Directions for this task: Each record must be printed again exactly as it appears.

::: Excerpted records

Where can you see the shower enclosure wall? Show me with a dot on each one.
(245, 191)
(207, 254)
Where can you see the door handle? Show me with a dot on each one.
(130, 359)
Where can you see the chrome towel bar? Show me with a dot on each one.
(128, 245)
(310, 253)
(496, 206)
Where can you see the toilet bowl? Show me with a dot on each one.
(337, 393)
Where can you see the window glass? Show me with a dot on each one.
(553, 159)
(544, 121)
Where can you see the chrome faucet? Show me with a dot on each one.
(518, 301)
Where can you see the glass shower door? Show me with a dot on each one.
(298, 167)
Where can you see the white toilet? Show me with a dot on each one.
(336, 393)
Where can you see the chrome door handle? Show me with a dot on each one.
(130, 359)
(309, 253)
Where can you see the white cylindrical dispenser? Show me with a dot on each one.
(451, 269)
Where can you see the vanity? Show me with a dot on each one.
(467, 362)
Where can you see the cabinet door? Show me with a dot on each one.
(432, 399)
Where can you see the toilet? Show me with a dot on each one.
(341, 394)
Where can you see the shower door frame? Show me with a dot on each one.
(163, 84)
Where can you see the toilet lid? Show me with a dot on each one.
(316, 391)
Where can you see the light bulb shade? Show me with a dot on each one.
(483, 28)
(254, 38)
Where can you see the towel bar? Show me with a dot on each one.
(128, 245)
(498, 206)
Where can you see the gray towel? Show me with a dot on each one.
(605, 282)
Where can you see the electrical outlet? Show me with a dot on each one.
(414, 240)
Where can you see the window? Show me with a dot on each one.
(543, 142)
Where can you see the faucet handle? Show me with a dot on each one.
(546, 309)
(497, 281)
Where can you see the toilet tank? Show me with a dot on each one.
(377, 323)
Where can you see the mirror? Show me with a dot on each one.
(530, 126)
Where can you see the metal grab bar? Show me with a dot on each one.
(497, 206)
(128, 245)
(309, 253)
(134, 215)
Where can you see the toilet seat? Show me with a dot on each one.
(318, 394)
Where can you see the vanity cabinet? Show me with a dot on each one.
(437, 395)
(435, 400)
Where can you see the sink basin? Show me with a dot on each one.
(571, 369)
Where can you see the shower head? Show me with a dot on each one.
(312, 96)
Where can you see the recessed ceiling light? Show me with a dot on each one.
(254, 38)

::::::

Exercise response:
Where can you see the shower enclosure wall? Show me with a dot on each one.
(245, 191)
(207, 254)
Where can you see the door handle? Show me with a dot on each one.
(130, 359)
Where can you see the chrome towel bar? Show me with a dot on each one.
(128, 245)
(310, 253)
(496, 206)
Where can you see the toilet bowl? Show me with a dot on each one.
(337, 393)
Where can you see the window glass? Show me with a dot on each one.
(553, 159)
(544, 121)
Where can you see the chrome faucet? Show me with a dot on each one.
(518, 301)
Where can you see the glass shower door? Show me with a dot on each one.
(298, 167)
Where can you see the white toilet? Show me with a dot on each one.
(336, 393)
Where can you see the chrome door handle? Show me with a dot on each one.
(130, 359)
(309, 253)
Where can you see the white cylindrical dispenser? Show me with a dot on each one.
(451, 269)
Where can you see the vanity? Show me with a dot on each one.
(467, 362)
Where can you see the cabinet door? Show me with a dot on each one.
(432, 399)
Where can you see the toilet? Show me with a dot on each one.
(341, 394)
Where can you see the shower door frame? Show me with a dot on each one.
(163, 84)
Where can you see the toilet lid? Show me with a dot on each one.
(316, 391)
Where can you see the light bulb shade? Show me with a dot on each one.
(483, 28)
(254, 38)
Where can you see the towel bar? Show me with a dot on each one.
(128, 245)
(498, 206)
Where can you see the gray towel? Show me with a dot on each one.
(605, 282)
Where can you see the electrical outlet? Show me with a dot on each one.
(414, 240)
Where can you see the window? Show me with a dot on each one.
(543, 142)
Where can you see the faucet handle? Show me with a dot on each one.
(546, 309)
(497, 281)
Where can you see the toilet tank? Show me with a dot on each one.
(377, 323)
Where can you see the mirror? Show me with a dot on each one.
(530, 126)
Where can you see the metal grab bar? Show me with a dot on each one.
(497, 206)
(128, 245)
(309, 253)
(134, 215)
Where can you see the toilet seat? Show me with a dot on each one.
(318, 394)
Where can you see the vanity cabinet? Show me with a dot on each one.
(437, 395)
(435, 400)
Where can you see the sink basin? Show me with a dot on each one.
(571, 369)
Where can you see the shower head? Show me with a dot on each one.
(312, 96)
Where can you see the recessed ceiling light? Show me with a dot on each one.
(254, 38)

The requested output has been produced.